WHAT TO DO:
From the line with "x=57, y=114" to the line with "x=234, y=13", retype every line exactly, including those two, and leave out the rest of the data below.

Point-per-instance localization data
[Start of section]

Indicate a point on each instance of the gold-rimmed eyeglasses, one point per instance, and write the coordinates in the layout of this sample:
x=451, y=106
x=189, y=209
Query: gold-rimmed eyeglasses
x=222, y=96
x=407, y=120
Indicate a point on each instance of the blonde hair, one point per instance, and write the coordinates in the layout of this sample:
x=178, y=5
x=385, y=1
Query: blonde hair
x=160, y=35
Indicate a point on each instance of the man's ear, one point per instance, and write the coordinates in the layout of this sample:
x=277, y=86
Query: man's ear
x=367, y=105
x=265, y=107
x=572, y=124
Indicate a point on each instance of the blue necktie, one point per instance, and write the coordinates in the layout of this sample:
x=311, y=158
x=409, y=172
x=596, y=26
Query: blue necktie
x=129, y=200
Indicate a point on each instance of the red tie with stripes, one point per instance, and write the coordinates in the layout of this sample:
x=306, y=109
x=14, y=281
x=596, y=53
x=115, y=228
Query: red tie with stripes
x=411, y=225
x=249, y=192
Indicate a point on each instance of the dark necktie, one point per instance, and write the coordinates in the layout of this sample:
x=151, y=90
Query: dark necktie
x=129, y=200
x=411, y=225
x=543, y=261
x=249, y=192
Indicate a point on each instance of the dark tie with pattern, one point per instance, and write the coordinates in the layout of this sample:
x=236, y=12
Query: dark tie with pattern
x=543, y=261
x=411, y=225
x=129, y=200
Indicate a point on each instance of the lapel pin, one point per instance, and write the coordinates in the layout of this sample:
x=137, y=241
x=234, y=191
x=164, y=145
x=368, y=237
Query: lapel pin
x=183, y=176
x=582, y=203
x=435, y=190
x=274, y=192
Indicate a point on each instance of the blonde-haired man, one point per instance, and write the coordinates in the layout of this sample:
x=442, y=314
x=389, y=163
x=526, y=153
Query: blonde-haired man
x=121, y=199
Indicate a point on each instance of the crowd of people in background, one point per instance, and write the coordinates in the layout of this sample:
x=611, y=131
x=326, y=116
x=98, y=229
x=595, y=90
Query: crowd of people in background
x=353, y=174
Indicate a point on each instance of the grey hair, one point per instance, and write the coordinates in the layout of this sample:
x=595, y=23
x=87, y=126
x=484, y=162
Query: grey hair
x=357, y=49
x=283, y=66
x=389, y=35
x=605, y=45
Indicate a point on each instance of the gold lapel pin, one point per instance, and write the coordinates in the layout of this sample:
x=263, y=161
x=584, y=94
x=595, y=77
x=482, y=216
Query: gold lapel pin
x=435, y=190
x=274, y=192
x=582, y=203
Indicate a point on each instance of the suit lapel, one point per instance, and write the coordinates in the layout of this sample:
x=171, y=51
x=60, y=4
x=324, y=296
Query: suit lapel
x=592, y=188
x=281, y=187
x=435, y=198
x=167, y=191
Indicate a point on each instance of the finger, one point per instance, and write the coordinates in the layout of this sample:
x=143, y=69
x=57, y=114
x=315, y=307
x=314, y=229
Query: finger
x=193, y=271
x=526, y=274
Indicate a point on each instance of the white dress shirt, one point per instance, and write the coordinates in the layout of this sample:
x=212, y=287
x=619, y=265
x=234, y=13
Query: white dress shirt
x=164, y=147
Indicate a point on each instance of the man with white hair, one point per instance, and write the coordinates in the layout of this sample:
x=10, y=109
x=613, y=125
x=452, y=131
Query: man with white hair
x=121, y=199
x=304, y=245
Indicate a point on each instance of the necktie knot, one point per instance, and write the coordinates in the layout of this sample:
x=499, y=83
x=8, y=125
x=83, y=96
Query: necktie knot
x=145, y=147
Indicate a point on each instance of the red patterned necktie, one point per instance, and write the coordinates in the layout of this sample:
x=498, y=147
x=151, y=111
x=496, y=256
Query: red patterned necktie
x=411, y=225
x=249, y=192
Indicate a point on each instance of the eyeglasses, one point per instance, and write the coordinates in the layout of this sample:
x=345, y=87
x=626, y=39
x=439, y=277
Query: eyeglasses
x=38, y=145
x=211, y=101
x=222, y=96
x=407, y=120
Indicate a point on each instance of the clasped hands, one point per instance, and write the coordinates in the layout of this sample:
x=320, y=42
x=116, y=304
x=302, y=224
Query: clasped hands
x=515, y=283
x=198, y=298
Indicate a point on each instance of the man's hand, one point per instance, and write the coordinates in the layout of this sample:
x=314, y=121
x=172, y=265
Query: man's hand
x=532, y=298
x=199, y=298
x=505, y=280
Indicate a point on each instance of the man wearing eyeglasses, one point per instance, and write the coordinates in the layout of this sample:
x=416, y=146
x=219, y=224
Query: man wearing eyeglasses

[End of section]

TASK ANSWER:
x=57, y=114
x=315, y=307
x=314, y=229
Query: finger
x=193, y=271
x=526, y=274
Indicate a point on each instance of the white dress shirt, one point per instance, and write the coordinates in the layout of this sample:
x=212, y=287
x=619, y=265
x=234, y=13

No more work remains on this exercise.